__Instructions__.
**A)** Sum up the passage about getting sober in two sentences.
**B)** Retype the passage about getting sober between "When I realized" and "I was before.", inclusive.
**C)** In the passage about getting sober, how many years does the writer say they spent hiding from the person they used to be?

__Provided text__.
Even after just a few days of being sober I started to remember the person I use to be before I started trying to escape reality. It was as if I had ran into an old friend from my youth, the same person I had left behind but callused by the experience that comes with adulthood. I spent the last 13 years hiding from that person. Hiding behind this other person I had created under a veil of drugs and alcohol. I hid for so long that I had completely forgotten what that person had been like and assumed that, regardless of the drugs and alcohol, I would have ended up the same person. It only took three days of sobriety to realize how wrong I had been.

I began to wonder, how did I possibly make it this far in a career, this far in my life with such an amazing partner and friends? How could people stand to be around me? I had become so selfish when I was once so patient, open-minded and caring. I was embarrassed for myself and sad for the time I had lost getting to be me. I always thought I was living my life to the fullest when really I was the one just going through the motions. This grief of time lost was so intense that the first several days were full of remorse and depression and some days still are. I felt like I must be an impossible human to be around, and that I was probably better off going back to my old habits. But that was exactly it. It had become a habit for me to escape any kind of real emotion that I started to feel because it just became too much. If I felt anxiety, there’s a pill for that. Any sort of pain? There’s a pill for that too. You name it I can medicate it. Can’t get the medication? Self-medicate.

When I realized it wasn’t just an addiction I had to recover from but a bad habit I needed to break, the cravings became more manageable. That and having someone in my corner reassuring me that no matter how terrible I may seem or feel while I’m sober, I’m much better to be around than the shell of a person I was before.

The more experiences I have to go through, the more I feel like a teenager experiencing complex emotions for the first time. I started using when I was a teenager so I learned to escape instead of cope. I feel like I’m a kid again. Throwing temper tantrums one minute and then blissfully happy to be sober the next. I can’t say this process is particularly enjoyable but I am grateful to have it.

__Information shown__.
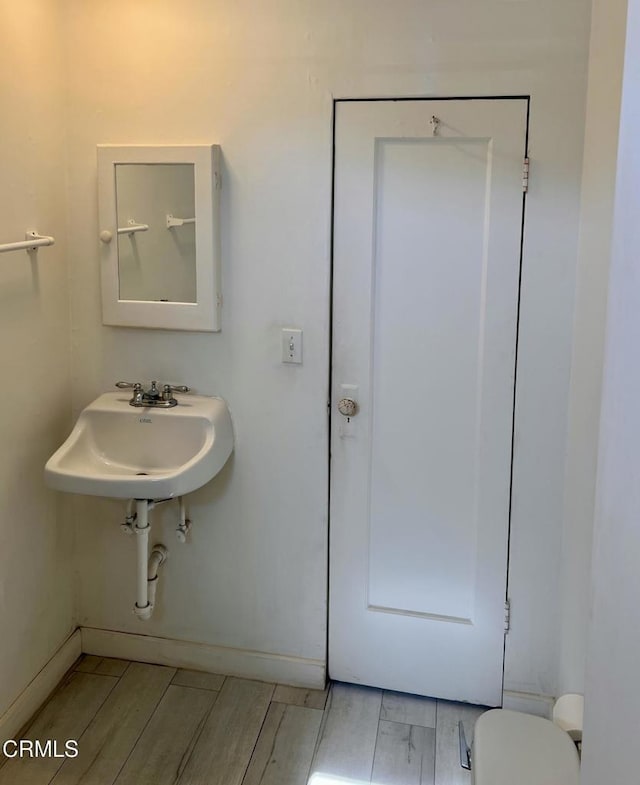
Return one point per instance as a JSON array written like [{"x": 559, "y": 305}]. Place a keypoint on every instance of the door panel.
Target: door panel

__Responses by task__.
**A)** After only a few days sober, the writer began to remember the person they had been before spending 13 years hiding behind drugs and alcohol, and felt deep grief, remorse and depression over how selfish they had become and the time they had lost. Seeing the drug use as a habit of escaping emotion, not only an addiction, made the cravings easier to manage, and although sobriety feels like being a teenager facing complex emotions for the first time, the writer is grateful for it.

**B)**
When I realized it wasn’t just an addiction I had to recover from but a bad habit I needed to break, the cravings became more manageable. That and having someone in my corner reassuring me that no matter how terrible I may seem or feel while I’m sober, I’m much better to be around than the shell of a person I was before.

**C)** 13 years.